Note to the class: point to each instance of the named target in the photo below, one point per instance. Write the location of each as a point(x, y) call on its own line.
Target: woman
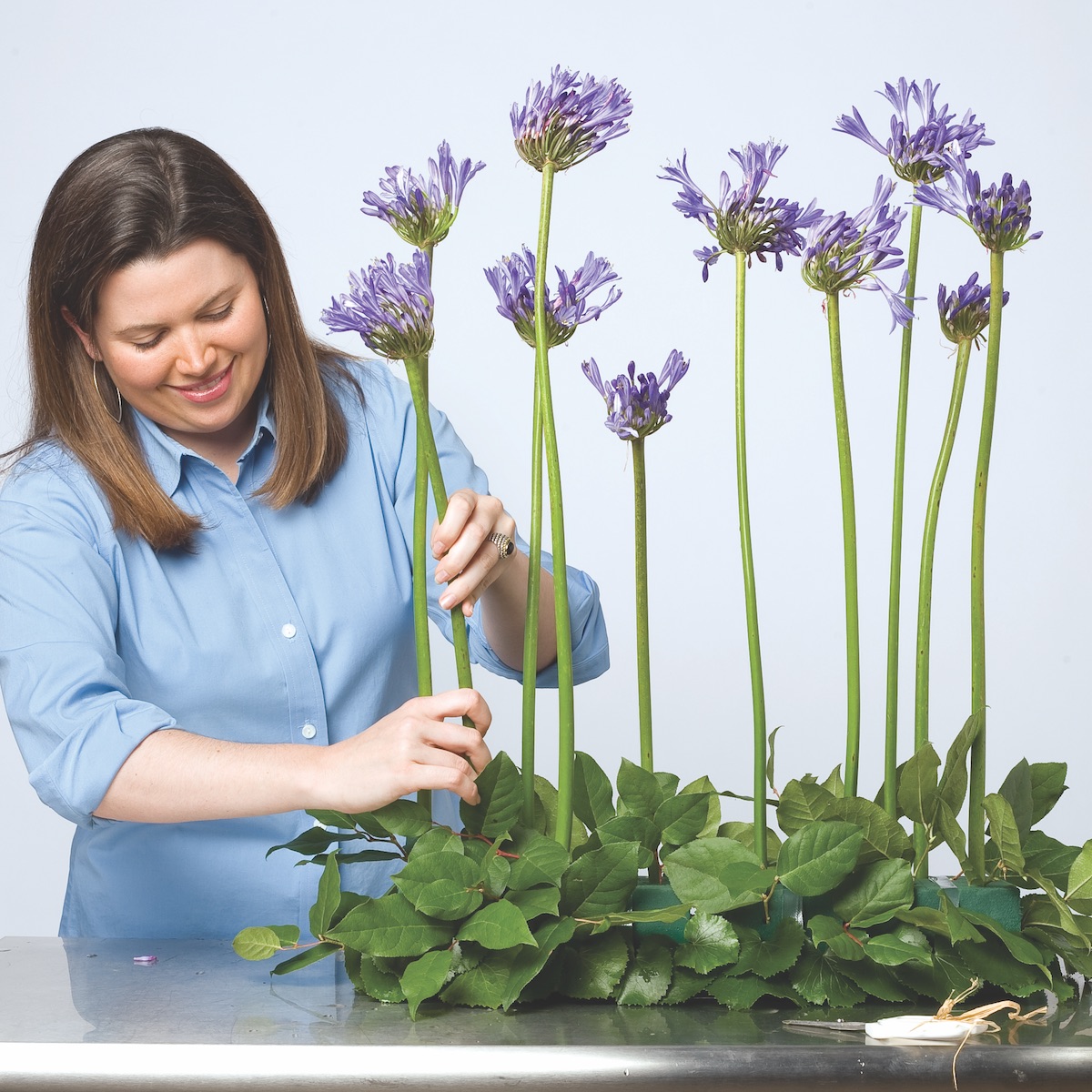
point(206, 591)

---

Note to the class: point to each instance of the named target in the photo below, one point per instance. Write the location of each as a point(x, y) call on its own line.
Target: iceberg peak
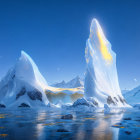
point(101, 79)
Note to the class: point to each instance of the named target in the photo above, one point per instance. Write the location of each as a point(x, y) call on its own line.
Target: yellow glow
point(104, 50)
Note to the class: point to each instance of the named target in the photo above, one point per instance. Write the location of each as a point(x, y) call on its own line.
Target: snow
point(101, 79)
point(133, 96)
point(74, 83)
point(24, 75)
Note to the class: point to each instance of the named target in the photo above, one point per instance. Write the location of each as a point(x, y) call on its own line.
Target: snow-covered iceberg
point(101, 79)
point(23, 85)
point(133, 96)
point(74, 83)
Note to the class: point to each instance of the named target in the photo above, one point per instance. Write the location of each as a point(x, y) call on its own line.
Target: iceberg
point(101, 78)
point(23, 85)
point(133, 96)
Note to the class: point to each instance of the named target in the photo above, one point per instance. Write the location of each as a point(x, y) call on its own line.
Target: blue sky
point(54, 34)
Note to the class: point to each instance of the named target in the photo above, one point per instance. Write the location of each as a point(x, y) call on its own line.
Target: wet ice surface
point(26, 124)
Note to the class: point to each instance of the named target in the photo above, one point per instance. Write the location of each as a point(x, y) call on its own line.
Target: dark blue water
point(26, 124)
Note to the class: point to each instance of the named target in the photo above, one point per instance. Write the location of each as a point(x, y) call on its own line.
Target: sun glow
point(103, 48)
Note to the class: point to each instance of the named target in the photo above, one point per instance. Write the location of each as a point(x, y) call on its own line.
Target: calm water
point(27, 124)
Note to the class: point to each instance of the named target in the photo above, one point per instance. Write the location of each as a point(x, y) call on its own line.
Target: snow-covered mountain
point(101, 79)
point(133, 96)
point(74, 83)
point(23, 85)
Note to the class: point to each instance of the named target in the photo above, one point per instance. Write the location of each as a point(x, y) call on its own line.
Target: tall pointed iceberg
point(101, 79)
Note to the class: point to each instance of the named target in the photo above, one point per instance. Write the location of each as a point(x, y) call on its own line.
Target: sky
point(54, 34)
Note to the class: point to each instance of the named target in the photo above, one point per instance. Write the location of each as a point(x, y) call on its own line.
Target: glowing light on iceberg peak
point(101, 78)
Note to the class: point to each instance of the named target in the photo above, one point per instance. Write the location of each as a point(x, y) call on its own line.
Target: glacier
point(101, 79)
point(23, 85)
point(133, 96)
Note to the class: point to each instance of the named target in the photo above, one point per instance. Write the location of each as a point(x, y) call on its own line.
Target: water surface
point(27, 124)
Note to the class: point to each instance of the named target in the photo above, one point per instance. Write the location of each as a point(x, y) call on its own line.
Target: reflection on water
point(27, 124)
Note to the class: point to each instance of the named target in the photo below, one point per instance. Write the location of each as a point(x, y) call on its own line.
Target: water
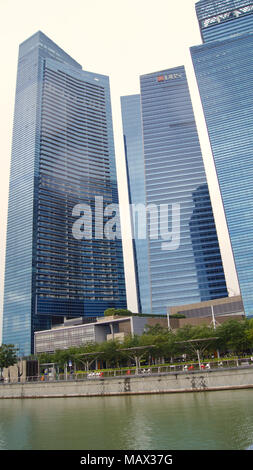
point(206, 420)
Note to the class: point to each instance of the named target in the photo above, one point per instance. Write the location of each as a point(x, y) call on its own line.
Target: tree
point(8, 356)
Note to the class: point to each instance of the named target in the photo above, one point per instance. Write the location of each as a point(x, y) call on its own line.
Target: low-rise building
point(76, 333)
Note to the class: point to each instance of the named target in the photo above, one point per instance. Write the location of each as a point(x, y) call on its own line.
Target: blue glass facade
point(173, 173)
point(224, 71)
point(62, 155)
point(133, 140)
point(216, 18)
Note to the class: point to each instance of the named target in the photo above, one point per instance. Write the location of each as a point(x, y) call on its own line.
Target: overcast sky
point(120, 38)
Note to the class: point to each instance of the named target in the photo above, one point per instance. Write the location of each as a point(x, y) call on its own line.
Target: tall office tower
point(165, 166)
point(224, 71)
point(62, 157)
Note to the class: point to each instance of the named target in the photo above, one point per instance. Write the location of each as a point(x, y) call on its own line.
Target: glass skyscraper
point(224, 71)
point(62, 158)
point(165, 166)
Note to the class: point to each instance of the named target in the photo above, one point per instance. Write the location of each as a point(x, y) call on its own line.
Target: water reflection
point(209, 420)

DIRECTION
Pull out every line of the listing above that contains the string "glass" and copy each one in full.

RESPONSE TO THIS TASK
Target: blue glass facade
Target: glass skyscraper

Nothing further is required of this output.